## RECORDS FOR THE EXERCISE
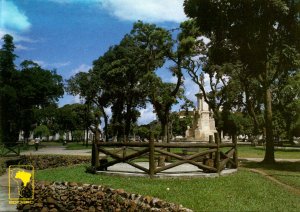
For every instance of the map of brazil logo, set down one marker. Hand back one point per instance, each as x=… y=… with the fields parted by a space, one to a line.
x=21 y=184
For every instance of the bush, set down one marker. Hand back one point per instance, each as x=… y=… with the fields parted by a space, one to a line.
x=51 y=161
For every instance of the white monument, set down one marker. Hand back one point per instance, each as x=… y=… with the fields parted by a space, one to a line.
x=203 y=123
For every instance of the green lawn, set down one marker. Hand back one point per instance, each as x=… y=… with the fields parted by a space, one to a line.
x=257 y=152
x=77 y=146
x=242 y=191
x=286 y=172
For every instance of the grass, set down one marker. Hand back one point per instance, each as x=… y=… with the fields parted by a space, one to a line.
x=242 y=191
x=286 y=172
x=77 y=146
x=256 y=152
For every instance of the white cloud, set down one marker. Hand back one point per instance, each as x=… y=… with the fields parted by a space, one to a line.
x=22 y=47
x=12 y=18
x=133 y=10
x=147 y=115
x=75 y=1
x=16 y=36
x=76 y=99
x=81 y=68
x=52 y=65
x=150 y=10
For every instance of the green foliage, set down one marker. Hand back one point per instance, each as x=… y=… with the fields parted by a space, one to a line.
x=265 y=42
x=78 y=135
x=23 y=91
x=41 y=131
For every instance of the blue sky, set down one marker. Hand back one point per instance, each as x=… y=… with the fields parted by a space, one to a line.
x=68 y=35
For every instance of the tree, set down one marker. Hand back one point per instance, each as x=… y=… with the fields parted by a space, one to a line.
x=287 y=103
x=37 y=89
x=8 y=95
x=214 y=78
x=266 y=41
x=41 y=131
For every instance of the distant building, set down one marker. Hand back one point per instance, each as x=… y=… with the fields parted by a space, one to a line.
x=203 y=122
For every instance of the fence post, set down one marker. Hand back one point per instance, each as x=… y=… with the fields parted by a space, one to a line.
x=211 y=140
x=217 y=156
x=235 y=155
x=151 y=157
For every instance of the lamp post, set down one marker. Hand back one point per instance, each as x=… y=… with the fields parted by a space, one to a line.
x=87 y=113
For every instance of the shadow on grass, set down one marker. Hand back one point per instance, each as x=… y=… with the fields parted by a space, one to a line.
x=278 y=166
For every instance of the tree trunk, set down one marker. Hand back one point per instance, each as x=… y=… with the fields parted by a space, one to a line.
x=105 y=123
x=269 y=154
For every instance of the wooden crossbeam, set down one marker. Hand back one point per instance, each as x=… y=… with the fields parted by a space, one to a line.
x=138 y=166
x=126 y=159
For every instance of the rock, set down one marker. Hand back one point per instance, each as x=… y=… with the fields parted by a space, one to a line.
x=63 y=198
x=147 y=199
x=44 y=209
x=72 y=184
x=26 y=207
x=38 y=205
x=92 y=209
x=50 y=200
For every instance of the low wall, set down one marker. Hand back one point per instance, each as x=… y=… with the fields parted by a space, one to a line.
x=68 y=196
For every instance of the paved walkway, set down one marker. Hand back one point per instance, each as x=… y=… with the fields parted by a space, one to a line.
x=58 y=150
x=4 y=206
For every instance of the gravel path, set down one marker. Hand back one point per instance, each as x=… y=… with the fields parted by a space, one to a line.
x=4 y=206
x=57 y=150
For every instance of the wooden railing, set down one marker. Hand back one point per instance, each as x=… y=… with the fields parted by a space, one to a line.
x=6 y=148
x=208 y=157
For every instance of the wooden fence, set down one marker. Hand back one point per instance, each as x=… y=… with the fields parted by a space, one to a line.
x=208 y=157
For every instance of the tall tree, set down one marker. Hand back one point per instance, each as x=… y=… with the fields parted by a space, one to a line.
x=265 y=36
x=8 y=95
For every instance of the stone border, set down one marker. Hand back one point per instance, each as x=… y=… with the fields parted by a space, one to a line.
x=70 y=196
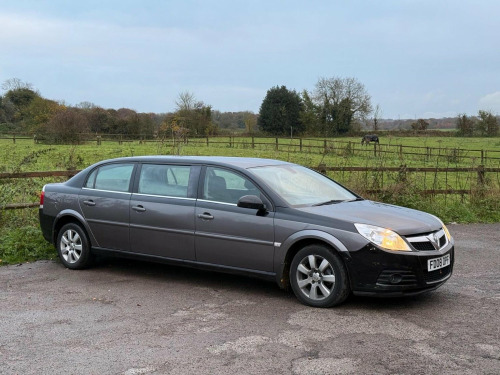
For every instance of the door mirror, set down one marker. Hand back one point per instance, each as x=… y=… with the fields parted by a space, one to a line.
x=251 y=201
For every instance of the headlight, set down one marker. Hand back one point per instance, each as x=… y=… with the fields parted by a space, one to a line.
x=446 y=231
x=382 y=237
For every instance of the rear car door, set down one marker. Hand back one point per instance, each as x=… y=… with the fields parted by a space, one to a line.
x=162 y=211
x=227 y=234
x=104 y=201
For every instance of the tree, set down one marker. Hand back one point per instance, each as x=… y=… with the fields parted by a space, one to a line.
x=487 y=125
x=310 y=115
x=193 y=115
x=15 y=84
x=250 y=120
x=66 y=125
x=465 y=125
x=420 y=125
x=280 y=112
x=341 y=101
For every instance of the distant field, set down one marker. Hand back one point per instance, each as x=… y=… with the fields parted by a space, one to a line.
x=21 y=236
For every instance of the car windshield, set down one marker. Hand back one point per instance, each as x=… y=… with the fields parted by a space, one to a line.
x=300 y=186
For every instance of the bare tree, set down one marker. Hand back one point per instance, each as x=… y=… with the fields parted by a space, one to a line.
x=16 y=84
x=341 y=101
x=186 y=101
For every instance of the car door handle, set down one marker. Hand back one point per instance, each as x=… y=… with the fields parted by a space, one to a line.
x=205 y=216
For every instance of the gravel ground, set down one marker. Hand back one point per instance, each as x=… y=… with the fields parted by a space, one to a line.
x=124 y=317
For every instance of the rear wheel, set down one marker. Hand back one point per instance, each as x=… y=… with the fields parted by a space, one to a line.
x=318 y=277
x=73 y=247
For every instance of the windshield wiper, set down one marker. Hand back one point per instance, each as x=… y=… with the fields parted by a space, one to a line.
x=332 y=201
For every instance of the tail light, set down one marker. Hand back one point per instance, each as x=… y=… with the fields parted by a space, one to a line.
x=42 y=197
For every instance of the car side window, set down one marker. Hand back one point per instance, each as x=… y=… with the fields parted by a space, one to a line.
x=113 y=177
x=91 y=179
x=166 y=180
x=222 y=185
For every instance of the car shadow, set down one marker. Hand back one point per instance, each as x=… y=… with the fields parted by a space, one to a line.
x=221 y=281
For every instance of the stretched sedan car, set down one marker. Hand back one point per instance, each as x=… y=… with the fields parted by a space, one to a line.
x=261 y=217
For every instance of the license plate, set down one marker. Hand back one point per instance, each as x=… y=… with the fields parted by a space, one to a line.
x=437 y=263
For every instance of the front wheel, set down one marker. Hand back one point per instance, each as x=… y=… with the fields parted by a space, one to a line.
x=319 y=277
x=73 y=247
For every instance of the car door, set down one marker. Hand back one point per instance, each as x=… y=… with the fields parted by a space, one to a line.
x=229 y=235
x=162 y=211
x=104 y=201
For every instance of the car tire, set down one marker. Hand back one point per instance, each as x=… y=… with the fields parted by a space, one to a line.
x=73 y=247
x=318 y=277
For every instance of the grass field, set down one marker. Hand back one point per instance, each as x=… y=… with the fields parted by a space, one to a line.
x=21 y=238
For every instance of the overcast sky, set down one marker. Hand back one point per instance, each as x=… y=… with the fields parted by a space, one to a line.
x=416 y=58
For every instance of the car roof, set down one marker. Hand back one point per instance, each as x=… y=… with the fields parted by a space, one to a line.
x=219 y=160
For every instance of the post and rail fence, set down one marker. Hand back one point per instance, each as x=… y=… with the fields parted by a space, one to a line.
x=319 y=145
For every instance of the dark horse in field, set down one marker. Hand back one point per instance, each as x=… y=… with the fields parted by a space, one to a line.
x=369 y=138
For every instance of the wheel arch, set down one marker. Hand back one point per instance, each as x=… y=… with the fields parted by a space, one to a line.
x=299 y=240
x=70 y=216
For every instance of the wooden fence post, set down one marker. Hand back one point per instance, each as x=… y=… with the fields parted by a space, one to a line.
x=402 y=173
x=322 y=168
x=480 y=174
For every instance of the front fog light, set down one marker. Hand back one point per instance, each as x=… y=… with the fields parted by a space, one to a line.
x=382 y=237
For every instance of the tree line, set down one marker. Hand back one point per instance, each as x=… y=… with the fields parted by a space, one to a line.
x=336 y=106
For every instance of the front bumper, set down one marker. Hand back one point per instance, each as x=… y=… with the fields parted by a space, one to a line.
x=377 y=272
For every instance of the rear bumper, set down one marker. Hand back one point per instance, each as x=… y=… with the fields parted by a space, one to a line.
x=46 y=225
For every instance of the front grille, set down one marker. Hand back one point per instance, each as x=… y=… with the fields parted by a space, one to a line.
x=422 y=246
x=428 y=241
x=433 y=276
x=408 y=278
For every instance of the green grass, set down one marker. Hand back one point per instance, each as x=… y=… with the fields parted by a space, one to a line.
x=21 y=239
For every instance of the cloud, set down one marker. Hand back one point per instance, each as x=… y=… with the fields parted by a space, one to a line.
x=490 y=102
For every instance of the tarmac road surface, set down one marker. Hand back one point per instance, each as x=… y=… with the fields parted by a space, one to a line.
x=124 y=317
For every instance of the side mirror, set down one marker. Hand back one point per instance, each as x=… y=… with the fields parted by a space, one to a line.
x=252 y=202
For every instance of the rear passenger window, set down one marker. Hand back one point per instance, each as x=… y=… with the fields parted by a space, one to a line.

## SHORT EXERCISE
Copy out, unchanged, the stretch of the rows that opens at their very start and closes with the line containing "x=151 y=157", both ends included. Leave the pictures out.

## SOLUTION BELOW
For every instance of the map of brazil logo, set down one marker. Hand back one point per instance, each as x=… y=… with the fields parted by a space, one to a line.
x=21 y=184
For every instance of the bush, set down one marker. Hand back one point per instance, each as x=… y=… with the fields parted by a space, one to a line.
x=51 y=161
For every instance of the white monument, set down one marker. Hand back one point per instance, each as x=… y=… with the fields parted by a space, one to a line.
x=203 y=123
For every instance of the green lawn, set down one marker. Hand back one point per instance, each as x=… y=… with the fields parted by a space, one to a line.
x=257 y=152
x=77 y=146
x=242 y=191
x=286 y=172
For every instance of the grass, set down one marker. Hand back one point per instance, each as x=… y=… with the fields parted by a space, one to a line.
x=242 y=191
x=286 y=172
x=77 y=146
x=256 y=152
For every instance of the white cloud, set down one marker. Hand back one point per instance, each as x=… y=… with the fields parted by a space, one to a line.
x=22 y=47
x=12 y=18
x=133 y=10
x=147 y=115
x=75 y=1
x=16 y=36
x=76 y=99
x=81 y=68
x=52 y=65
x=150 y=10
For every instance of the green foliage, set down one marker. Hand back one point per instance, each as x=… y=… with the fields parted by a space, one to a line.
x=265 y=42
x=78 y=135
x=23 y=91
x=41 y=131
For every instance of the blue sky, set down one marker. Hand back one point per instance, each as x=… y=… with the fields parted by a space, one to a line.
x=68 y=35
For every instance of the tree, set down one marker. Hand back one point per instance, each as x=… y=… with the fields parted by a space, one to a line.
x=287 y=103
x=37 y=89
x=8 y=95
x=214 y=78
x=266 y=41
x=41 y=131
For every instance of the distant building, set down one marker. Hand back one point per instance, each as x=… y=… with the fields parted by a space, one to a line.
x=203 y=122
For every instance of the fence post, set down one marker. Hand back one point per instance, each as x=… y=… with the fields parted by a space, one to a line.
x=211 y=140
x=217 y=156
x=235 y=155
x=151 y=157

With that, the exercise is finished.